Repeat each record exactly as written, and drop any images.

Dataset entries
BEGIN

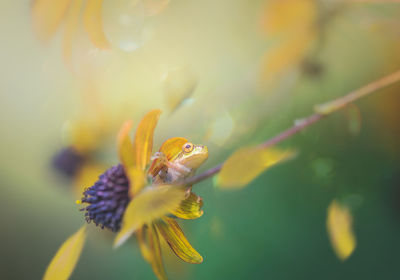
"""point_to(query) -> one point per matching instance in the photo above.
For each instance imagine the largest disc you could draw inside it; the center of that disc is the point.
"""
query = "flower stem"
(321, 111)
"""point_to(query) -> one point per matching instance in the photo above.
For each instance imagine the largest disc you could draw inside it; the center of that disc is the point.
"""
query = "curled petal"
(190, 208)
(94, 25)
(47, 16)
(248, 163)
(63, 263)
(149, 205)
(125, 146)
(170, 149)
(144, 247)
(175, 238)
(143, 144)
(339, 226)
(156, 260)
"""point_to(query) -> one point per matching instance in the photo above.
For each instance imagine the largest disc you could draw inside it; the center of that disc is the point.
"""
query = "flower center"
(107, 199)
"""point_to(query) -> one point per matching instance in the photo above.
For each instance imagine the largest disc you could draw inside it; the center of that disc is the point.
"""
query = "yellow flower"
(121, 200)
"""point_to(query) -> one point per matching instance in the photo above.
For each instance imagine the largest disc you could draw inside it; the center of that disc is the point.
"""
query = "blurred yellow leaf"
(283, 16)
(71, 27)
(152, 203)
(47, 16)
(63, 263)
(339, 226)
(143, 143)
(175, 238)
(247, 163)
(179, 84)
(154, 7)
(284, 56)
(93, 23)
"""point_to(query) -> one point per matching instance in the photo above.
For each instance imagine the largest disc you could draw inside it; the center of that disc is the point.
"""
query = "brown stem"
(322, 111)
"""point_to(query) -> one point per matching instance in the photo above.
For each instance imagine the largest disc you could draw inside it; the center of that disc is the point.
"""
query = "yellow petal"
(92, 20)
(339, 226)
(125, 146)
(63, 263)
(47, 16)
(143, 143)
(137, 179)
(175, 238)
(149, 205)
(190, 208)
(247, 163)
(71, 26)
(170, 148)
(144, 247)
(156, 260)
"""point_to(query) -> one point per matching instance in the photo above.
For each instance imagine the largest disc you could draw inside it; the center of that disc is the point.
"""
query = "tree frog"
(176, 161)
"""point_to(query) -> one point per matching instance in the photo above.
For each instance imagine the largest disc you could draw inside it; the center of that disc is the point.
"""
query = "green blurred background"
(275, 228)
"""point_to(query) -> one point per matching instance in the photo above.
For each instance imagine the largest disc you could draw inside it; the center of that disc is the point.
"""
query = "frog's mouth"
(196, 160)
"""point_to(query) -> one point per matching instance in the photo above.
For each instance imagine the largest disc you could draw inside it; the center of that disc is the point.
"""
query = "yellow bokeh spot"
(339, 226)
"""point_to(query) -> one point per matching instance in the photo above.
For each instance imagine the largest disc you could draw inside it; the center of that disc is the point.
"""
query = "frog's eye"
(188, 147)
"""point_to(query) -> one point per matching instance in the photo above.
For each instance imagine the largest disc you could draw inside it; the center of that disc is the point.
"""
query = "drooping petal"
(143, 146)
(175, 238)
(144, 247)
(248, 163)
(149, 205)
(170, 149)
(47, 16)
(92, 20)
(63, 263)
(339, 226)
(127, 156)
(156, 261)
(143, 143)
(125, 146)
(190, 208)
(71, 26)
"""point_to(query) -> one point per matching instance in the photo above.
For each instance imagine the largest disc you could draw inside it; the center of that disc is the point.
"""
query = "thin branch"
(321, 111)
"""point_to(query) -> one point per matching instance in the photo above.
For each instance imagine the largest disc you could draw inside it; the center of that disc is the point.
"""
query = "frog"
(175, 162)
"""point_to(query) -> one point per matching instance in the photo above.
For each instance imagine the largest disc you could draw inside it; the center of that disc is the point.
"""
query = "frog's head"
(192, 156)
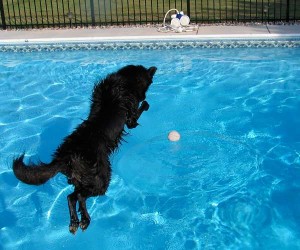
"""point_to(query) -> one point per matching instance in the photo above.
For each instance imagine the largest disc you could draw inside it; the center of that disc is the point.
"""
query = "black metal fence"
(62, 13)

END

Task result:
"""point_to(query) -> one point per matching instance in the photo above.
For each instance imagine the largest disc you could draw inside it; the center of that disc is the point.
"""
query = "flower stem"
(321, 111)
"""point_to(query) -> one point per matching instance in the photo above.
For each instance imagine the largest disc you could draw inside it; the center of that disc is the point.
"""
query = "curled petal"
(190, 208)
(94, 25)
(47, 16)
(248, 163)
(63, 263)
(149, 205)
(125, 146)
(170, 149)
(144, 247)
(175, 238)
(143, 144)
(339, 226)
(156, 260)
"""point_to(query) -> one point per matching instance in the photo above.
For each instance imagine the largest disc you could draw inside it; the center of that disc is the point.
"""
query = "flower center"
(107, 199)
"""point_to(query) -> one point per matching instance in the photo above.
For each instance imagine the largest disc you could draw inside it; the center of that disc is the point.
"""
query = "yellow flower"
(121, 200)
"""point_to(query) -> one point per matching instance in the photo above.
For each instance imagine the largest disc you could draw inside it; the center of that disc is the point.
"""
query = "blurred yellow leaf"
(283, 16)
(71, 27)
(152, 203)
(47, 16)
(63, 263)
(339, 226)
(143, 143)
(175, 238)
(247, 163)
(179, 84)
(154, 7)
(284, 56)
(93, 23)
"""point_to(query) -> one point per matching instance in the photo above.
For each instance imagine the largest disc you could draw inside it; the center of that disc is the point.
"""
query = "brown stem"
(322, 111)
"""point_to(query) -> one point per matching instance in the photo above.
For each instance imagine the largest disc you could draw inside it; the center of that disc is the point.
"""
query = "yellow petal"
(92, 20)
(339, 226)
(125, 146)
(63, 263)
(47, 16)
(143, 143)
(137, 179)
(175, 238)
(149, 205)
(190, 208)
(247, 163)
(71, 26)
(170, 148)
(144, 247)
(156, 260)
"""point_to(query) -> one point per matching instance in the photo above.
For each instance imagine the largest disc you could draw inside it; the center of that disc is the point.
"""
query = "tree frog"
(176, 161)
"""point_to(query) -> one point per matching instance in the photo above.
For each instance imagine the largest disc you could draw inside it; the center of that disc is the point.
"""
query = "green blurred background"
(275, 228)
"""point_to(query) -> one point per matching instance in the photo above.
For each instance imagine the largest disc you could draw inside it; the center of that disc is the point.
"""
query = "frog's mouth"
(196, 160)
"""point_to(query) -> one point per matching instance in the photo above.
For each instance imagine the largest disc you could draw inside it; the center of that disc is the point.
"""
query = "yellow bokeh spot"
(339, 226)
"""point_to(query) -> one point per matching instance in the photo above.
For each instance imagine the largest disc you could draw inside it; the center of that disc is the point.
"""
query = "frog's eye"
(188, 147)
"""point_to(query) -> one point per matching instance in the photo above.
For each instance imagine the largest disc you could draw inside it; the center of that disc is the point.
"""
query = "drooping petal"
(143, 146)
(175, 238)
(144, 247)
(248, 163)
(149, 205)
(170, 149)
(47, 16)
(92, 20)
(63, 263)
(339, 226)
(127, 156)
(156, 261)
(143, 143)
(125, 146)
(190, 208)
(71, 26)
"""point_to(query) -> one point per matching instance in the photo above.
For each instance imagine the largest disc you could draw inside it; the center of that disc is the point.
"""
query = "thin branch"
(321, 111)
"""point_to(query) -> one point per matching instance in the photo above.
For each instance imagine the largest disc you could draw inside it; the center of that disc is the point.
"""
query = "frog"
(175, 162)
"""point_to(query) -> one point per matching instance in the photo above.
For each instance imagine the largest disc you could draw inside it; the center of that disc is the point.
"""
query = "frog's head"
(192, 156)
"""point_to(query) -> one point per matching instance in the photo above.
For each instance imagine the largest disc you could draw inside it; the center of that disc is the point.
"""
query = "black metal fence"
(62, 13)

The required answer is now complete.